_Set exercise:_ Pull out every line of the data below that contains the word "water", matching case exactly. Copy each such line in full.
┌──
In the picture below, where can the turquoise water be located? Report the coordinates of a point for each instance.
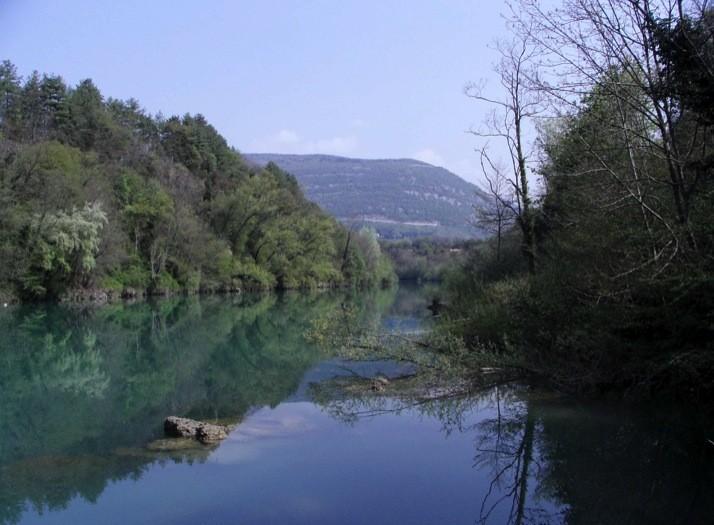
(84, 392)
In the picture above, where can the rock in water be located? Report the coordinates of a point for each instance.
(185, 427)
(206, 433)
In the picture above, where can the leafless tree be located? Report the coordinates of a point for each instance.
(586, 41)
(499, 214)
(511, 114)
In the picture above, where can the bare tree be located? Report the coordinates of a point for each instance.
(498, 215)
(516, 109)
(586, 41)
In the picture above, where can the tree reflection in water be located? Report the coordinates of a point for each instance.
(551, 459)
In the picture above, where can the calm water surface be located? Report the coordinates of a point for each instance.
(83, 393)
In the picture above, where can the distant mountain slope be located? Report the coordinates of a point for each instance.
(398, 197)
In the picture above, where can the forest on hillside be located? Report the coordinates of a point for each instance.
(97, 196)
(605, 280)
└──
┌──
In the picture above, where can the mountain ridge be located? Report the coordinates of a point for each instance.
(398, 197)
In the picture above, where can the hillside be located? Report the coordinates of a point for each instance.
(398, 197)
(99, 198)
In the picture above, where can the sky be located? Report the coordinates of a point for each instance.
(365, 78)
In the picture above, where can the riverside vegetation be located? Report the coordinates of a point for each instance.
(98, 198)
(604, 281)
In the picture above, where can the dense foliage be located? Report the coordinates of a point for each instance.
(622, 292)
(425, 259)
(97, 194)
└──
_Correct answer:_
In the picture below, where can the turquoise water be located? Report the coordinates of a point for each instance.
In the picture above, where can the rock in water be located? Report the coordinates of a point for each instance.
In the picture above, where can the tree reflection in water be located? Report the coordinates of a point for each instance.
In the picture above, where can the calm water surface be located? Report the coordinates of a point for each instance.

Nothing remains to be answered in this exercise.